* AUFGABE A
Wie viele Räume hatte laut dem Text über die römische Villa bei Gurtweil das Bad?
* AUFGABE B
Aktualisiere im Text über die römische Villa bei Gurtweil den Abschnitt, der mit „Wenn man heute“ anfängt und mit „in ein Kuppelrondell.“ aufhört, und setze dabei „Vorhof“ an die Stelle von „Innenhof“.
* AUFGABE C
Führe den Text über die römische Villa zwischen Gurtweil und Tiengen im Anschluss an seinen letzten Satz weiter.

* VORGEGEBENER TEXT
....

Wenn man heute zwischen Gurtweil und Tiengen unterwegs ist, weist nichts mehr auf das hin, was dort einmal zu Zeiten des Römischen Reichs imposant ausgesehen haben muss – eine Villa Rustica. Schon 1891 wurden Ausschnitte des ehemaligen Herrenhauses untersucht, das Teil eines Landguts mit Römischem Bad war. Demnach führte einst ein Säulengang zunächst in einen Innenhof, von dort in ein Bad mit acht Räumen und weiter in ein Kuppelrondell.

Das Villenbad verfügte über einen Warmbadebereich mit einer Hypokausten-Einrichtung, also einer Fußbodenheizung, die auf kleinen Säulen aus Ziegeln lag. Ein kleiner Ausschnitt davon ist mit anderen Fundstücken, wie einer Münze des Kaisers Hadrian (76 bis 138 nach Christus) sowie Ziegeln mit Stempeln der XXI. und XI. Legion im Heimatmuseum Waldshut ausgestellt. Auch Spuren von bemalten Wänden und Mosaiken sowie Keramik wurden bei Ausgrabungen in den 20er Jahren entdeckt. Die römischen Bauten im Gewann Schlößlebuck und Schlößleäcker hatten eine Abmessung von etwa 230 auf 120 Meter. Die Umgebung wurde aber im Laufe der Jahre weitgehend überbaut und so erinnert heute nichts mehr an den Villenbau von einst.

....

* GESAMMELTE DATEN
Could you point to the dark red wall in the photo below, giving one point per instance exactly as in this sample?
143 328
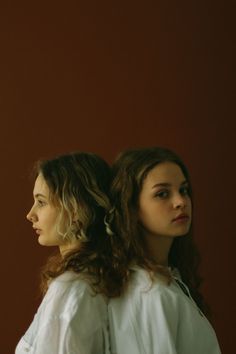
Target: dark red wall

....

* LÖSUNG A
Das Bad hatte acht Räume.

* LÖSUNG B
Wenn man heute zwischen Gurtweil und Tiengen unterwegs ist, weist nichts mehr auf das hin, was dort einmal zu Zeiten des Römischen Reichs imposant ausgesehen haben muss – eine Villa Rustica. Schon 1891 wurden Ausschnitte des ehemaligen Herrenhauses untersucht, das Teil eines Landguts mit Römischem Bad war. Demnach führte einst ein Säulengang zunächst in einen Vorhof, von dort in ein Bad mit acht Räumen und weiter in ein Kuppelrondell.

* LÖSUNG C
Nach einer Überlieferung aus dem zwölften Jahrhundert wurde die Stadt Gurtwila zum ersten Mal 873 in einer Urkunde des Klosters Rheinau genannt. Auch andere Namensformen wie Churtwila um das Jahr 885, Gurtwilo (1094) oder Gurtwil (1225) fanden Erwähnung. Gurtweil erstreckt sich über die letzten vier Kilometer des Schlüchttals bis auf die Höhen der benachbarten Bergrücken Neuberg und Mühleberg, die jeweils auf einer Höhe von 560 Metern liegen.

Vor der Renaturierung: Beim Entenrennen 2019 stürzten sich noch kleine gelbe Gummienten die Abstufungen der Schlücht hinunter.
Vor der Renaturierung: Beim Entenrennen 2019 stürzten sich noch kleine gelbe Gummienten die Abstufungen der Schlücht hinunter. | Bild: Melanie Mickley

Mitten durch den Ort fließt die Schlücht, diese ist auch auf dem Gurtweiler Wappen in Blau auf weißem Grund symbolisiert. Vor mehr als 100 Jahren hatte man als Hochwasserschutz mehrere Stufen, sogenannte Abstürze von 1,10 bis 2,85 Metern in das Flussbett eingebaut. Diese wurden jetzt aus ökologischen Gründen zurückgebaut und somit haben Fische und andere Wassertiere wieder freie Bahn.

Nach der Renaturierung: Ohne die Abstufungen im Flussbett können sich jetzt Fische und andere Wassertiere wieder frei in der Schlücht ...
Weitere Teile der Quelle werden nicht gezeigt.